◆ Exercise details ◆
Pictures in the entries below are excluded; copy only the lines from the one containing "Target: red and silver locomotive" to the one containing "Target: white lace sleeve cuff", both included.

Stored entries
◇ ◇ ◇ ◇ ◇

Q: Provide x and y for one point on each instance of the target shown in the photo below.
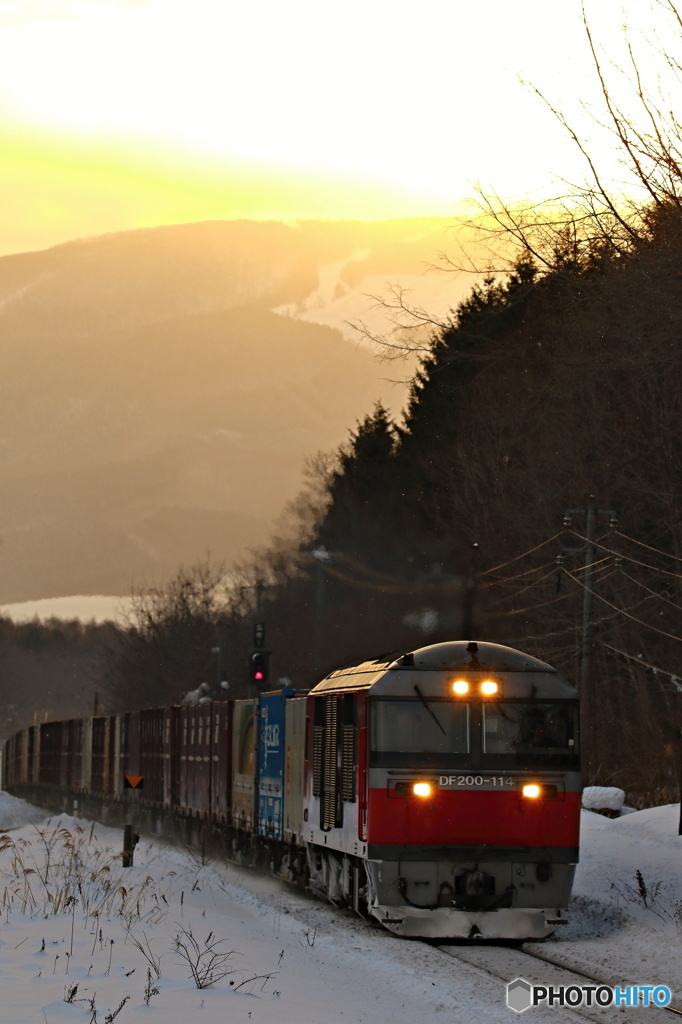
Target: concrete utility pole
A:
(587, 696)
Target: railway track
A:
(508, 963)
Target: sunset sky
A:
(121, 114)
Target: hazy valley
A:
(161, 388)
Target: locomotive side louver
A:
(317, 749)
(348, 763)
(329, 816)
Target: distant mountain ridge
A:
(153, 404)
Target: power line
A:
(661, 597)
(518, 557)
(624, 612)
(648, 547)
(675, 680)
(629, 558)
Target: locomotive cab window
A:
(522, 731)
(410, 727)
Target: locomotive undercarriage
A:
(486, 899)
(482, 899)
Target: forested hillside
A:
(554, 383)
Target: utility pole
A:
(587, 695)
(469, 597)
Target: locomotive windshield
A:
(520, 732)
(417, 727)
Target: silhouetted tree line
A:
(557, 379)
(542, 389)
(52, 670)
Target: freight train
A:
(437, 792)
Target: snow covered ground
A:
(73, 916)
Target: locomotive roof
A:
(453, 655)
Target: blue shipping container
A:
(271, 761)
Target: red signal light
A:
(259, 667)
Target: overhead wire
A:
(620, 554)
(648, 547)
(518, 557)
(518, 576)
(661, 597)
(640, 660)
(633, 619)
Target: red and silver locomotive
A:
(437, 792)
(462, 816)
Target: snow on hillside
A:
(73, 916)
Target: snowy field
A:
(84, 940)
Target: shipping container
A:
(244, 764)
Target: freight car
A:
(437, 792)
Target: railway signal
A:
(259, 667)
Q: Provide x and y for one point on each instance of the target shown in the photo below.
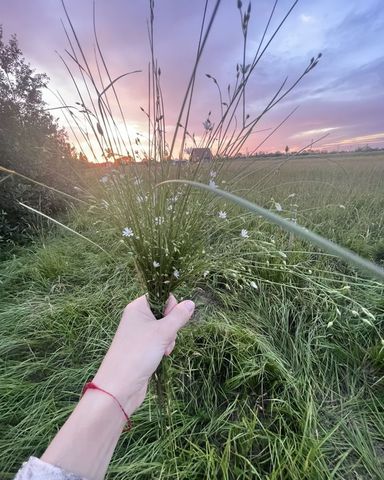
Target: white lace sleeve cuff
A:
(36, 469)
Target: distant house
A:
(124, 160)
(201, 155)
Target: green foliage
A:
(259, 385)
(30, 144)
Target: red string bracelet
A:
(93, 386)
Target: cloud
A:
(315, 132)
(371, 138)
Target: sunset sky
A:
(342, 96)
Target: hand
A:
(137, 348)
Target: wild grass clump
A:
(260, 385)
(280, 374)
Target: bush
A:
(31, 144)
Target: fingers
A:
(171, 303)
(140, 306)
(177, 318)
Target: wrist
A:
(123, 391)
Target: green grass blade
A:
(63, 226)
(327, 245)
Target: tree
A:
(31, 143)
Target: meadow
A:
(280, 373)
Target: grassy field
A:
(282, 381)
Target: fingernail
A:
(189, 305)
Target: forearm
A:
(86, 442)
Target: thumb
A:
(178, 317)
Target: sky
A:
(342, 97)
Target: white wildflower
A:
(127, 232)
(176, 273)
(368, 313)
(368, 322)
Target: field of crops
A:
(279, 375)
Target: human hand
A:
(137, 348)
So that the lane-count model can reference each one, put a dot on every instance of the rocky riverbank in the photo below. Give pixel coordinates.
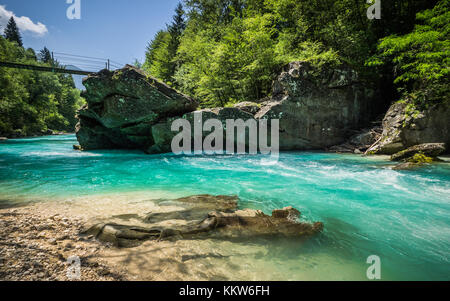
(35, 247)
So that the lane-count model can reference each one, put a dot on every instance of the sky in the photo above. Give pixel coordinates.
(116, 29)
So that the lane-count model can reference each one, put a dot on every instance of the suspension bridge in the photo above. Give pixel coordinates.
(69, 64)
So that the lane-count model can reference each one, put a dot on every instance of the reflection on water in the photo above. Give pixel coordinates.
(368, 209)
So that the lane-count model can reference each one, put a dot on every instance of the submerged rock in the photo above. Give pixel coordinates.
(206, 216)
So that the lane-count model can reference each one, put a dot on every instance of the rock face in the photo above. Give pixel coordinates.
(431, 150)
(206, 216)
(122, 108)
(317, 108)
(401, 131)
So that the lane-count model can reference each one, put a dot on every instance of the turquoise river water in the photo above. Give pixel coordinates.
(367, 208)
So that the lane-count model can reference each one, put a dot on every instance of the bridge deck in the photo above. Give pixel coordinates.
(43, 69)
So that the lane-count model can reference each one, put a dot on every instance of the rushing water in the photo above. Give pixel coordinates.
(367, 208)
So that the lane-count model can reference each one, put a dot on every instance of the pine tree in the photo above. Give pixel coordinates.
(12, 32)
(45, 55)
(175, 30)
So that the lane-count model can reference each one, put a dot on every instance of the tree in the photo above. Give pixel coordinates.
(175, 30)
(45, 56)
(32, 102)
(12, 32)
(421, 57)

◇ ◇ ◇ ◇ ◇

◆ Answer for the task ◆
Target: red and silver locomotive
A:
(437, 792)
(462, 816)
Target: snow on hillside
A:
(73, 916)
Target: snowy field
A:
(84, 940)
Target: shipping container
A:
(244, 764)
Target: freight car
A:
(437, 792)
Target: railway signal
A:
(259, 667)
Q: Provide x and y for one point on each instance of the target shown in the photo below.
Target: white lace sleeve cuff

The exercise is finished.